Die beschaulichen Schauungen     

„Wer diese Rede nicht versteht, der bekümmere sein Herz nicht damit. Denn solange der Mensch nicht gleich ist dieser Wahrheit, alsolange wird er sie nicht verstehen.“  Meister Eckhart

Das Höhere Wissen

Die Sinnenfreuden sind die durch die Objekte unserer fünf Sinne in uns ausgelösten Freuden. Der Buddho nennt sie Kāmā. Die Objekte dieser Sinne bilden zugleich den Inbegriff der Welt:

„Als die Welt, ihr Brahmanen, gelten im Orden des Heiligen die fünferlei Objekte der Sinnenlust (kāmagunā). Welche fünf? Die Gestalten, die Töne, die Düfte, die Säfte, die Tastobjekte“ (Ang. 9, 38).

Aufgaben ▸
1 - Beantworte die folgenden Fragen zum Textabschnitt.
(a) Wer wird zu Beginn des Textabschnitts zitiert?
(b) Wie nennt der Buddho die Sinnenfreuden?
(c) Welche fünf Objekte der Sinnenlust werden im Zitat genannt?
2 - Schreibe den Textabschnitt zwischen „Die beschaulichen Schauungen“ und „(Ang. 9, 38).“, beide eingeschlossen, neu und ersetze dabei „Sinnenfreuden“ durch „Sinnesfreuden“.
3 - Erkläre anhand des Textabschnitts in ein bis drei Sätzen, warum sich nach dem Zitat zu Beginn niemand das Herz bekümmern soll, der die Rede nicht versteht.

Datenblock ▸
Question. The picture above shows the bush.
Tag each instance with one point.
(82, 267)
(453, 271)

Lösungen ▸
1 -
(a) Meister Eckhart
(b) Kāmā
(c) Die Gestalten, die Töne, die Düfte, die Säfte und die Tastobjekte

2 -
Die beschaulichen Schauungen     

„Wer diese Rede nicht versteht, der bekümmere sein Herz nicht damit. Denn solange der Mensch nicht gleich ist dieser Wahrheit, alsolange wird er sie nicht verstehen.“  Meister Eckhart

Das Höhere Wissen

Die Sinnesfreuden sind die durch die Objekte unserer fünf Sinne in uns ausgelösten Freuden. Der Buddho nennt sie Kāmā. Die Objekte dieser Sinne bilden zugleich den Inbegriff der Welt:

„Als die Welt, ihr Brahmanen, gelten im Orden des Heiligen die fünferlei Objekte der Sinnenlust (kāmagunā). Welche fünf? Die Gestalten, die Töne, die Düfte, die Säfte, die Tastobjekte“ (Ang. 9, 38).

3 - Solange der Mensch dieser Wahrheit nicht gleich ist, wird er sie nicht verstehen.